[WHAT THIS EXERCISE ASKS]:
• 1. Reproduce the Walker River water passage word for word, from "The seller's problem" up to and including "production in Nevada.".
• 2. Write the next part of the Walker River water passage, beginning after its last sentence.

[TEXT]:
## BEGIN
The analysis begins with a simple examination of agriculture's supply of water. First, assume that the opportunity cost of agricultural water in the Walker River Basin is only determined by competing agricultural uses. This is a reasonable assumption if water is limited to uses within the basin, as there are few competing urban or industrial uses, and water cannot currently be transported outside the basin. It cannot reasonably be assumed that Walker River water can fetch a Reno urban area sales price of around $3,000 per acre foot, a value some in Nevada suggest is appropriate (Bremmer, 1998). (Urban values of water are high, and this leads people in rural areas to fear that they will eventually lose rural water supplies to cities such as Las Vegas.)

The seller's problem is to maximize the expected value of net income with the option of a short-term sale to the bank, versus using water for crop production (e.g., Howe, 1990). Other literature suggests that water's value per acre foot in the production of crops or livestock can, in theory, be determined in a variety of ways (see Schaible, 1997, for a good review of many sources and his interregional model; see Loomis, 1994, for a discussion of agricultural values). While one or more of these valuation methods has been applied in many states, to our knowledge they have not been recently applied to estimate water's value in agricultural production in Nevada.

Because no estimates of shadow prices for water are available for Nevada or this region, prices of water rental in existing water banks are examined for clues as to water's value to agricultural producers in general. Estimates of the value of an acre foot (a.f.) of water from Walker River Basin (WRB) real estate transactions also are reviewed to shed light on the range of prices that might be charged to purchasers of banked water (perhaps local recreators) in the WRB.

When the California water bank was started in response to a drought emergency in 1991, water was purchased (rented for that year only) from farmers by the State for $125/a.f. The state then sold the banked water for $175/a.f. (Water purchased by the state in the less dire water supply conditions in 1992 was purchased at only $50/a.f.) This $175/a.f. purchase price was established because $125/a.f. was thought to be slightly more than the shadow price for water used to grow crops such as corn, wheat, pasture and sugar beets (Loomis 1992; MacDonnell et al, 1994). However, the $125/a.f. purchase price was based on foregone annual income for farmers who fallowed corn, wheat and sugar beats higher valued crops than the alfalfa and hay grown in the WRB. Growers in the Walker River Basin primarily produce three commodities: livestock near the headwaters, small amounts of high valued garlic and onions, and hay or alfalfa. In the rural areas in the WRB, water can be purchased in total (not annually) for an average of approximately $250 to $500/a.f. - well below the urban purchase price mentioned above. Using a simple annuity relationship, the implied annual value of water per a.f. is in the $12-$45 range. To be conservative in assessing water bank potential, this lower range of agricultural values will be used in the policy section of the analysis below. This is a plausible number, as water in the WRB now is likely worth less than in California in drought years, and it meshes well with the $50 price the California water bank used in less dire years.
## END
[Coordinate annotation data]
## BEGIN
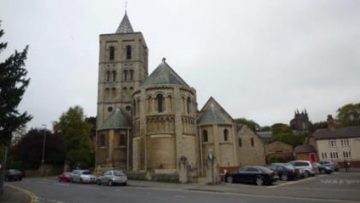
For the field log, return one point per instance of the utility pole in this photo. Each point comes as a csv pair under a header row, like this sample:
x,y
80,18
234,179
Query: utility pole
x,y
44,143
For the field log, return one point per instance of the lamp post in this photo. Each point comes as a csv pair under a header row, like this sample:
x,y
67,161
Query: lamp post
x,y
44,143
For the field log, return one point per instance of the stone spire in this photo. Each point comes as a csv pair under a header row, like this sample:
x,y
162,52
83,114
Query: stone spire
x,y
125,25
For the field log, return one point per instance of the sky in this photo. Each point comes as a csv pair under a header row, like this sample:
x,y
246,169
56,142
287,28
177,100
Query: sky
x,y
259,59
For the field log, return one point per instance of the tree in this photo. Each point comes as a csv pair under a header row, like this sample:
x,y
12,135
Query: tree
x,y
75,131
348,115
13,83
249,123
32,142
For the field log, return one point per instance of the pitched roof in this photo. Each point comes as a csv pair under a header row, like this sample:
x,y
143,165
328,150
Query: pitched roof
x,y
304,148
125,26
164,75
213,113
328,133
116,120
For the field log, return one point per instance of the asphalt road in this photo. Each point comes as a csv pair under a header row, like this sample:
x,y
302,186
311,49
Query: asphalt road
x,y
339,187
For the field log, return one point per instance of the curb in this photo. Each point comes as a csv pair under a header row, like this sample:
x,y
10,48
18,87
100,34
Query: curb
x,y
32,198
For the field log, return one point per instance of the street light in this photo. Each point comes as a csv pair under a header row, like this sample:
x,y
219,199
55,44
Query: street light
x,y
44,143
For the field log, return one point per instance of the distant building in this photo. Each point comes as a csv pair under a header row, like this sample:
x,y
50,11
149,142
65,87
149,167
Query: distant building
x,y
338,144
300,124
250,148
278,151
305,152
266,136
## END
[RESULTS FOR THE EXERCISE]:
• 1.
The seller's problem is to maximize the expected value of net income with the option of a short-term sale to the bank, versus using water for crop production (e.g., Howe, 1990). Other literature suggests that water's value per acre foot in the production of crops or livestock can, in theory, be determined in a variety of ways (see Schaible, 1997, for a good review of many sources and his interregional model; see Loomis, 1994, for a discussion of agricultural values). While one or more of these valuation methods has been applied in many states, to our knowledge they have not been recently applied to estimate water's value in agricultural production in Nevada.

• 2.
The repeated nested multinomial logit (MNL) recreation demand model is well grounded in consumer theory. The "repeated" model assumes that an individual makes decisions independently on each "choice occasion." The model predicts trips taken in each of three "seasons," so it also must be assumed that all decisions are made at the beginning of the year so that all three seasons are available and so that a recreator may substitute between seasons. The repeated nested MNL is estimated for five alternative lakes in the region (note that one site is Walker Lake and two reservoirs are combined because they are close together), with a trip occurring in any of three seasons. Most recreation demand models estimated prior to this do not account for when the individual takes a trip - only where the trip is taken (one exception is in Cameron et al. 1996, but they model each month's trips separately from all other months. Creel and Loomis 1992 and others also allow trips to be taken in separate months, but they do not introduce a structure like ours (see also, Loomis and Creel 1992).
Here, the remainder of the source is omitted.